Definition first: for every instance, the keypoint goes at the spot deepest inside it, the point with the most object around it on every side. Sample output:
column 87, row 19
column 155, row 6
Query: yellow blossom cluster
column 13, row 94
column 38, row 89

§ **WHAT IS BEING ASKED**: Replace "keypoint" with "reference point" in the items above and return all of their lines with nothing else changed.

§ **CORRECT RESULT**:
Definition first: for every instance, the reference point goes at the spot deepest inside it, the point with the most object around it on every side. Sample output:
column 87, row 19
column 155, row 6
Query: yellow blossom cluster
column 13, row 94
column 38, row 89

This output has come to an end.